___ Exercise inputs
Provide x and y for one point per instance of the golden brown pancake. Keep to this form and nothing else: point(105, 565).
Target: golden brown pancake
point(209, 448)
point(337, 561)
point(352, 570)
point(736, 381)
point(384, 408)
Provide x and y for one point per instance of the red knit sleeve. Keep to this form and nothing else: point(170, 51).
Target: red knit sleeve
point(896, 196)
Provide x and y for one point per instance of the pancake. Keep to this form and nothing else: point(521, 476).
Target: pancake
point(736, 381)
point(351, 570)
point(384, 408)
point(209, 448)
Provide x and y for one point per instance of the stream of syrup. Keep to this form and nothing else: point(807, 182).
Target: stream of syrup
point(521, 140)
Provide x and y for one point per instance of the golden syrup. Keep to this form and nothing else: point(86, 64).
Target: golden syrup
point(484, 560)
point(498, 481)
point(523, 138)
______
**Task details**
Write out all of the entries above again, requests included, and move every answer point by adding 46 to each of its coordinates.

**Response**
Provide x and y for one point per instance of the golden brown pancake. Keep to this form and nothing else: point(105, 565).
Target: golden brown pancake
point(255, 494)
point(383, 607)
point(398, 616)
point(782, 427)
point(430, 454)
Provide x and y for one point per instance of the red knit sleeve. Keep to this form and nothing else: point(170, 51).
Target: red knit sleeve
point(942, 242)
Provide x and y for one point per instance of the pancake. Keep to this form and nothing else: point(521, 476).
Target: pancake
point(782, 427)
point(397, 616)
point(430, 454)
point(255, 494)
Provide x and y for one point per instance of the stream of syrup. Keep to this form and nothing else: point(807, 182).
Target: stream of syrup
point(567, 186)
Provide x and y for one point per instance of the golden syrup. Keep to this form and nothing else: point(86, 64).
Target: golden syrup
point(530, 606)
point(544, 527)
point(569, 184)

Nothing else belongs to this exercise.